### Task inputs
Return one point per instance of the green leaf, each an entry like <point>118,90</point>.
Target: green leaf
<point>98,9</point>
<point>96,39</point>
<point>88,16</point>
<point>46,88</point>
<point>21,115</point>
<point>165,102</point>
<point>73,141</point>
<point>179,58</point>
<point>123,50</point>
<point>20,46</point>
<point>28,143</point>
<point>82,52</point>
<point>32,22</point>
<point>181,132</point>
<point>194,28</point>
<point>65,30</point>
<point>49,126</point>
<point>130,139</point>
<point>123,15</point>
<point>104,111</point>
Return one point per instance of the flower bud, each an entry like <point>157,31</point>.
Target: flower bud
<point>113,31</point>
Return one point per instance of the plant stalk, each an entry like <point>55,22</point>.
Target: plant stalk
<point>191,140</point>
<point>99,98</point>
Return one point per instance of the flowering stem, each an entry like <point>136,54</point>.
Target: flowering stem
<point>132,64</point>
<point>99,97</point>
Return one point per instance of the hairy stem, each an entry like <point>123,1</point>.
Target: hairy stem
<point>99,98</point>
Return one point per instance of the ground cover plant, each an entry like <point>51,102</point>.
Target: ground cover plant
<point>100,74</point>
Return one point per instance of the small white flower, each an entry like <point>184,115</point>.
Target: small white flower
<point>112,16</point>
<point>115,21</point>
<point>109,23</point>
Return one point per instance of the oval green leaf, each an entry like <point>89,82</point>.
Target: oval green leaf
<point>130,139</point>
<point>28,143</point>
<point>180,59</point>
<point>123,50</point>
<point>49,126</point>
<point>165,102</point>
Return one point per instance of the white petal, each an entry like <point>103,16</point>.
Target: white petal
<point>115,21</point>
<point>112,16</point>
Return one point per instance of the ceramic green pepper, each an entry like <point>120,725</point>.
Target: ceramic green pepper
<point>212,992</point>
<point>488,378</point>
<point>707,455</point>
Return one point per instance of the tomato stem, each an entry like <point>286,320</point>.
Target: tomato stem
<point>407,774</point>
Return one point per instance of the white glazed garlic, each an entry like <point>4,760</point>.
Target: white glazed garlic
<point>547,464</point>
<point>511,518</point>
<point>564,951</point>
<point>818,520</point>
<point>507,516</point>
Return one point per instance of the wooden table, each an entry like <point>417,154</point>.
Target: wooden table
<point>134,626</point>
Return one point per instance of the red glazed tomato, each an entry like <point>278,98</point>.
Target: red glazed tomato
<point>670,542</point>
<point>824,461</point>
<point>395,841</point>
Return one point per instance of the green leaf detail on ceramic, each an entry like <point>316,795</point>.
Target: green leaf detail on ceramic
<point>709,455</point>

### Task to carry out
Would you transcribe all of the data, keeping each line exact?

### Exercise answer
Return one point per instance of the green leaf, each an entry like <point>118,90</point>.
Target: green leaf
<point>98,9</point>
<point>96,39</point>
<point>88,16</point>
<point>46,88</point>
<point>21,115</point>
<point>165,102</point>
<point>73,141</point>
<point>179,58</point>
<point>123,50</point>
<point>20,46</point>
<point>28,143</point>
<point>82,52</point>
<point>32,22</point>
<point>181,132</point>
<point>194,28</point>
<point>65,30</point>
<point>49,126</point>
<point>130,139</point>
<point>123,15</point>
<point>104,111</point>
Return one point per instance of the flower bud, each an entry like <point>157,31</point>.
Target: flower bud
<point>113,31</point>
Return one point per instance of the plant stalk, each an entry like <point>55,22</point>.
Target: plant stalk
<point>191,140</point>
<point>99,98</point>
Return one point per instance of the flowering stem, each an entry like <point>136,54</point>.
Target: flowering stem
<point>132,64</point>
<point>99,97</point>
Return one point per instance of the hairy stem, each an entry like <point>123,1</point>.
Target: hairy stem
<point>99,98</point>
Return one point per instance of the ground cover plant, each an entry like <point>51,102</point>.
Target: ground cover plant
<point>100,74</point>
Return one point per instance of the small white flower, each an entry like <point>184,115</point>.
Target: small white flower
<point>112,16</point>
<point>115,21</point>
<point>109,23</point>
Return one point per instance of the oval green leaf, each an entry like <point>89,82</point>.
Target: oval green leaf
<point>130,139</point>
<point>28,143</point>
<point>180,59</point>
<point>123,50</point>
<point>49,126</point>
<point>165,102</point>
Return one point per instance of the white petal, each an entry like <point>103,16</point>.
Target: white petal
<point>115,21</point>
<point>112,16</point>
Return one point per instance of the ceramic green pepper, each an entry like <point>120,725</point>.
Target: ceramic green pepper
<point>212,992</point>
<point>488,378</point>
<point>707,455</point>
Return one point per instance of the tomato stem, each an entry like <point>286,320</point>.
Target: tomato stem
<point>407,774</point>
Return one point per instance of the white glazed garlic, each an entry like <point>4,760</point>.
Target: white glazed garlic
<point>547,464</point>
<point>511,518</point>
<point>564,951</point>
<point>818,520</point>
<point>507,516</point>
Return one point per instance of the wooden table, each an entry like <point>417,154</point>.
Target: wooden table
<point>134,626</point>
Return one point per instance of the red glazed tomato, each an entry like <point>278,98</point>.
Target: red glazed tomato
<point>670,542</point>
<point>824,461</point>
<point>395,841</point>
Return one point per instance of the green leaf detail on ceramic, each an entry like <point>316,795</point>.
Target: green leaf detail on ceramic
<point>709,455</point>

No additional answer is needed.